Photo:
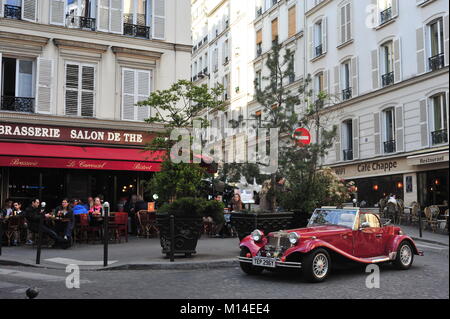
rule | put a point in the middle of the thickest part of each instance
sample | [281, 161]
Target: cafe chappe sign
[70, 134]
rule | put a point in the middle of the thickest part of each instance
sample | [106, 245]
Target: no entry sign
[302, 136]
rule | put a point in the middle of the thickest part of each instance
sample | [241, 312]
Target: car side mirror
[364, 225]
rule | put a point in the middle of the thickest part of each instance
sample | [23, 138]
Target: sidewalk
[138, 253]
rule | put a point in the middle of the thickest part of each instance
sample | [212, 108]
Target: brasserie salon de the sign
[75, 135]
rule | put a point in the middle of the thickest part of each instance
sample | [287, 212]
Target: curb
[202, 265]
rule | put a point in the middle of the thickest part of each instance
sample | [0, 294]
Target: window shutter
-=-=-
• **Exercise**
Gather every line above that contains the string "sign", and copy each one as it appears. Case counts.

• **Response for this exercise**
Target: cafe chappe sign
Target: no entry sign
Target: brasserie salon de the sign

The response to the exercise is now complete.